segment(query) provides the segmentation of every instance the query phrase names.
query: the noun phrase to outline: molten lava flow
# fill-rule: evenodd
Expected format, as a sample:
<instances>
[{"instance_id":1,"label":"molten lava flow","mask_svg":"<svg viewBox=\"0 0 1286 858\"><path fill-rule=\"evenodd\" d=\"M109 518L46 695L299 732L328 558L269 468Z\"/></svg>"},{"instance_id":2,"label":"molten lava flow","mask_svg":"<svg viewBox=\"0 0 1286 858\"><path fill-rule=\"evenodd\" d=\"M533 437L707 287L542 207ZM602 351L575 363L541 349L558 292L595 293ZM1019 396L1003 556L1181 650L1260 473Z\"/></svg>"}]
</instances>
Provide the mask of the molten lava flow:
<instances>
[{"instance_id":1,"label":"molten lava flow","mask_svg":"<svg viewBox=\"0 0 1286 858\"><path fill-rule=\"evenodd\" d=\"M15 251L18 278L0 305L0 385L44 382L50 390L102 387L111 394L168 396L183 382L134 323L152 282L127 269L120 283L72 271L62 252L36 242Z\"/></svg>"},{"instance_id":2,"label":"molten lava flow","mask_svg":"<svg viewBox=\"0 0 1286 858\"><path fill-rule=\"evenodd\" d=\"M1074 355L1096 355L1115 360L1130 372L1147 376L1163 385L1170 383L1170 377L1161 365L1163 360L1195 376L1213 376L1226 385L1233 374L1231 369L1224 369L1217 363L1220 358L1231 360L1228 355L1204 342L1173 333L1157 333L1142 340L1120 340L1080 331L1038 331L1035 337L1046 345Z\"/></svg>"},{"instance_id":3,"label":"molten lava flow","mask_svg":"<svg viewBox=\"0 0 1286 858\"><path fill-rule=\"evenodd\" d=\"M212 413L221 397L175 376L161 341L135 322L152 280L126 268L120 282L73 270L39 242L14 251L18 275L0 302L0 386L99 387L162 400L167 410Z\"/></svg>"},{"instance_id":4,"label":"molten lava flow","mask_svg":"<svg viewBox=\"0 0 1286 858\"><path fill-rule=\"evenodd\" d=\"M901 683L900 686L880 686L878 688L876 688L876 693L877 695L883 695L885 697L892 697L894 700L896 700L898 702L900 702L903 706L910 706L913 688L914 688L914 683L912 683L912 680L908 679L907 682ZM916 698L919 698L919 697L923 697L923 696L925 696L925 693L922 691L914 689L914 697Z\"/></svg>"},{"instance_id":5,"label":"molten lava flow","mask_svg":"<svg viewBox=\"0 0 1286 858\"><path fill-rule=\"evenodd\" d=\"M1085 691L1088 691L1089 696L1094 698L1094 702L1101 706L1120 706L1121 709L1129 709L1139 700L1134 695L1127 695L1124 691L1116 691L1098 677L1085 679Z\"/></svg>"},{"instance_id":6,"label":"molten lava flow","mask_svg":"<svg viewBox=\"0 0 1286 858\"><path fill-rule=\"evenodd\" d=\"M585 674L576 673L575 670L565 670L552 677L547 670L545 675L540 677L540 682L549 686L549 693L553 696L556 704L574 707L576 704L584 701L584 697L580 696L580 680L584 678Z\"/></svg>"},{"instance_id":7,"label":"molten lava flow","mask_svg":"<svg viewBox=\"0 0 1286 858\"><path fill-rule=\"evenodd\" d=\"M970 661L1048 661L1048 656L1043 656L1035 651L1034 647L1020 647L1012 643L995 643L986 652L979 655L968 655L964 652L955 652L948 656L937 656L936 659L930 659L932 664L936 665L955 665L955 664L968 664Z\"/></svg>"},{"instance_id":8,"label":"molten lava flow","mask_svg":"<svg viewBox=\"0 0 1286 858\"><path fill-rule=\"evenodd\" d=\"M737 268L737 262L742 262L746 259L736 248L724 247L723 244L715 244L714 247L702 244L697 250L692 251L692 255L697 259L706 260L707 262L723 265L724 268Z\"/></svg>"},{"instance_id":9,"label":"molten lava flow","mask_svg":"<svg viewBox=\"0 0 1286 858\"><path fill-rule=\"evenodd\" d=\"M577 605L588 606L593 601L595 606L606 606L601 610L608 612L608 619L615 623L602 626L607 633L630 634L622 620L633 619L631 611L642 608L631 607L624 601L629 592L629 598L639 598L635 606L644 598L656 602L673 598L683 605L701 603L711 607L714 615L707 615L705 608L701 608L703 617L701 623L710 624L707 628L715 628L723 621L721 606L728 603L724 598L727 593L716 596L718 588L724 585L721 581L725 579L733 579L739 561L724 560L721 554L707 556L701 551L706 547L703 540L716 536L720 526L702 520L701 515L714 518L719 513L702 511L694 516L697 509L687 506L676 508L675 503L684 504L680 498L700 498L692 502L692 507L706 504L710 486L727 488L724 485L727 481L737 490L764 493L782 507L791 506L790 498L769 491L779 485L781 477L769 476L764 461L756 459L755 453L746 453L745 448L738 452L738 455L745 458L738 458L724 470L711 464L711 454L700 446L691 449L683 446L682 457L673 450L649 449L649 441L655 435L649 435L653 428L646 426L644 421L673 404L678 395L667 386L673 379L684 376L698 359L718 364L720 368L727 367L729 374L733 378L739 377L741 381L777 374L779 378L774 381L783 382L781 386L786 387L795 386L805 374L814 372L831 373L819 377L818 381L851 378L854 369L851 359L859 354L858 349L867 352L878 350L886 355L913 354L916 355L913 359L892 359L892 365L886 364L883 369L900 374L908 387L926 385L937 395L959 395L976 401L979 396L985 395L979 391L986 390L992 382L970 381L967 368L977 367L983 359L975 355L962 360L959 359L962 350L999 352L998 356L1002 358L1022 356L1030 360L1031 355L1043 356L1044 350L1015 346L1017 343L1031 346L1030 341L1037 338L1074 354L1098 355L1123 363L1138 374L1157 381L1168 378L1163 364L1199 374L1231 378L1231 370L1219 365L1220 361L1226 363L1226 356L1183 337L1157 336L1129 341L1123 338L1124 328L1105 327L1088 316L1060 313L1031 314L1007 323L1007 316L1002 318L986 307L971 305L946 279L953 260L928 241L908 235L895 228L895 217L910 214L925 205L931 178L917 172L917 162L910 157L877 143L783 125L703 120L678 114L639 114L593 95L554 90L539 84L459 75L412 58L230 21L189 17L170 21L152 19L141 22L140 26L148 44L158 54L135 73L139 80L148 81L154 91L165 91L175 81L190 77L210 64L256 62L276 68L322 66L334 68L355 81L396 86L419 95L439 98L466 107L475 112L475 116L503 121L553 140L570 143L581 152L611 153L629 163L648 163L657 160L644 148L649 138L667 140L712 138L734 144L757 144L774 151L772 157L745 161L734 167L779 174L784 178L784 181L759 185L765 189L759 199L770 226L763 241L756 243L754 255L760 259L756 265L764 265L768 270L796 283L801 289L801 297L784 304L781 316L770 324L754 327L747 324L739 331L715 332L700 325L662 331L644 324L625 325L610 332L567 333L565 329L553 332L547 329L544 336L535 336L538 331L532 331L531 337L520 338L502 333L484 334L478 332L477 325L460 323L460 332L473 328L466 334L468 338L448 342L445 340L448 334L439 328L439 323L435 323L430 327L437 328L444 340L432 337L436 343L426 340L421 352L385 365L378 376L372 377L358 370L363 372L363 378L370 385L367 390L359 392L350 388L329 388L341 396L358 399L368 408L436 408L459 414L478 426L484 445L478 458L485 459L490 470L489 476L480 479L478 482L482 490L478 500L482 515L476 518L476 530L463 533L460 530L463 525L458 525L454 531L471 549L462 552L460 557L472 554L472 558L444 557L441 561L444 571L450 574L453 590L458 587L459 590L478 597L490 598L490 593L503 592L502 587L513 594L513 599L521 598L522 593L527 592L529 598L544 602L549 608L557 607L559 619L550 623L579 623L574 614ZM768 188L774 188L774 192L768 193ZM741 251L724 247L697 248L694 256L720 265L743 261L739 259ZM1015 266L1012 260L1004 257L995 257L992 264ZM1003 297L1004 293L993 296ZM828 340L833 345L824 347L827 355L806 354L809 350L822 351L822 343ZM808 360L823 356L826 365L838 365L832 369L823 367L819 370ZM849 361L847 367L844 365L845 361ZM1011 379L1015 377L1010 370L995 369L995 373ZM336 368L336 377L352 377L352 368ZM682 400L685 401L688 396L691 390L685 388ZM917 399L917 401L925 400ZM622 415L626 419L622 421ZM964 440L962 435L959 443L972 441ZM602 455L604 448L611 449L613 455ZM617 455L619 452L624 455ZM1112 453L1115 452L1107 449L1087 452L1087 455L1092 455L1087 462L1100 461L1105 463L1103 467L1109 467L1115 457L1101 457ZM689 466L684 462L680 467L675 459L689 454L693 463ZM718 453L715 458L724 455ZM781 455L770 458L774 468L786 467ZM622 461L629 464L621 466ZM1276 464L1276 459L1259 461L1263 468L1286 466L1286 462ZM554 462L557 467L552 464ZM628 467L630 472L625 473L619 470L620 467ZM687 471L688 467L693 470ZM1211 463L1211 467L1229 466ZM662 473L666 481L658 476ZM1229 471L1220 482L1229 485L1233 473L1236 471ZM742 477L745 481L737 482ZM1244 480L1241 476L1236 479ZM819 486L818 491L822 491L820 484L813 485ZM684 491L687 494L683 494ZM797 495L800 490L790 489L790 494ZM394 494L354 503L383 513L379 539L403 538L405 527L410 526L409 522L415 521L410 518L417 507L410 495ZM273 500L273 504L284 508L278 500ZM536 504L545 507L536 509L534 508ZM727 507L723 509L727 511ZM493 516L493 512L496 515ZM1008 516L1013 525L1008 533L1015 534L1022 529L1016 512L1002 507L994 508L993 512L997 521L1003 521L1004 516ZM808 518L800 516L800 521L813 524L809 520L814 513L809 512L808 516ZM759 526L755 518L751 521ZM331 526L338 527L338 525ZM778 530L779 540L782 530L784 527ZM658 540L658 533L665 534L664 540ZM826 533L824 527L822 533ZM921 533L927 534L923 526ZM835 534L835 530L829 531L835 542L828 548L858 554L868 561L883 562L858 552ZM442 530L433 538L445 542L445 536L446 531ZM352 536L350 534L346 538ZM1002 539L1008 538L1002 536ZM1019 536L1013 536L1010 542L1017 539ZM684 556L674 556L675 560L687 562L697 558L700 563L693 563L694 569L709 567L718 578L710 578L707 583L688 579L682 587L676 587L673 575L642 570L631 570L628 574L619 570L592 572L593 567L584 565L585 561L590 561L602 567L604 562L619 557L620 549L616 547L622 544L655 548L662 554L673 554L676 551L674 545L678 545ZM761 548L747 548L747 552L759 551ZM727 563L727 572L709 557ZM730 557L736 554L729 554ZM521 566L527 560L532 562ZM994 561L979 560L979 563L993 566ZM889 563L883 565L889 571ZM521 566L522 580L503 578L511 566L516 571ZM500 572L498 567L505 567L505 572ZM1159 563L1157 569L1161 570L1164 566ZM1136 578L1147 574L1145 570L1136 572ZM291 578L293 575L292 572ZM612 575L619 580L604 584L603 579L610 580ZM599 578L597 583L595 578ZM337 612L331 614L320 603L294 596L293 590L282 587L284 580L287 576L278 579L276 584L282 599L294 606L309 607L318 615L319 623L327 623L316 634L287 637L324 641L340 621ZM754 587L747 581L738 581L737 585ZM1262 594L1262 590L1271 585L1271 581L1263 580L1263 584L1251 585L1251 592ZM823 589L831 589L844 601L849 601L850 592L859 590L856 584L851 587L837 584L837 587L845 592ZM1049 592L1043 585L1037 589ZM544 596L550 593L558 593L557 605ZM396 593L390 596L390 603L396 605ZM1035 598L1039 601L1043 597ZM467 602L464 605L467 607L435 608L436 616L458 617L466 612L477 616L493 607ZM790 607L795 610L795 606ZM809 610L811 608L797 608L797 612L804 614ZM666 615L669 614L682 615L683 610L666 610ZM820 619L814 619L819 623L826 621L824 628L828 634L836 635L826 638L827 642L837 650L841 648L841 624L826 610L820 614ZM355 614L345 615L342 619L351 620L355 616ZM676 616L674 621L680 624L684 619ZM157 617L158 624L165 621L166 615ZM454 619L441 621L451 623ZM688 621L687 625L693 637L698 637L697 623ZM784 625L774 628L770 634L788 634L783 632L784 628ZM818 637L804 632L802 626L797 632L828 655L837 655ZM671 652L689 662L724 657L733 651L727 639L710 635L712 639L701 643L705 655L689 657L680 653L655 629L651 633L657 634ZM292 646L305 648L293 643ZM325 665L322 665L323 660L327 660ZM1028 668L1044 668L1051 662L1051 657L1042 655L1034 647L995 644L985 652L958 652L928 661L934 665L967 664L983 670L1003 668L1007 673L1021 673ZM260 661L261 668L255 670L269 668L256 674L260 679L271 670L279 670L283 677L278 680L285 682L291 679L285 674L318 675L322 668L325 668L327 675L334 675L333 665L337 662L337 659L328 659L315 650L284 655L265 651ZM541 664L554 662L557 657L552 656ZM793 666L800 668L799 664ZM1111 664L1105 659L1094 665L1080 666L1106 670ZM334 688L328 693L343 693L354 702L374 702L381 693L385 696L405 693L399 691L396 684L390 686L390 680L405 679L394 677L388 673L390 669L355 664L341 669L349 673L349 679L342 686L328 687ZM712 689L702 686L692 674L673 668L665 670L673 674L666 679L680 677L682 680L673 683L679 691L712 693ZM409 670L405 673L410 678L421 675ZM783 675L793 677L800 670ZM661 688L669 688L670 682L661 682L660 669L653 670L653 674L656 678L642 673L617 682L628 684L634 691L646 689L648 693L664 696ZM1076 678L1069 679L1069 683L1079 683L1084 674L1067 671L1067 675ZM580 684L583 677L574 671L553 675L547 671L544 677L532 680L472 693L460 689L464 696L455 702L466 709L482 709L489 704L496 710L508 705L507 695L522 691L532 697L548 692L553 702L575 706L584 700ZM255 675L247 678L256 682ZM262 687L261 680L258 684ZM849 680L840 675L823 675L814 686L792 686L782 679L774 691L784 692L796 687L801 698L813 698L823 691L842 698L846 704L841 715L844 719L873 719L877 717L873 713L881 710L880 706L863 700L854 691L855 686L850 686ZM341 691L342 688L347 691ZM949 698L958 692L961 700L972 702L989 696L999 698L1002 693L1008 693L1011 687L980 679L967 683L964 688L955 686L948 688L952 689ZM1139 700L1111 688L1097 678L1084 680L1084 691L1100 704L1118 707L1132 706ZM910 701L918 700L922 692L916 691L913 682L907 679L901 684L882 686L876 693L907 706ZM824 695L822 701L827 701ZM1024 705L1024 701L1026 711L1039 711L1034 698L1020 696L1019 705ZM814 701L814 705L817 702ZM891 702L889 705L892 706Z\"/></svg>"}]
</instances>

━━━━━━━━━━━━━━━━

Show each line of the listing that contains the string "query", matching uppercase and lowercase exactly.

segment(query) provides the segmentation of every instance the query phrase names.
query: the noun phrase to outline: molten lava flow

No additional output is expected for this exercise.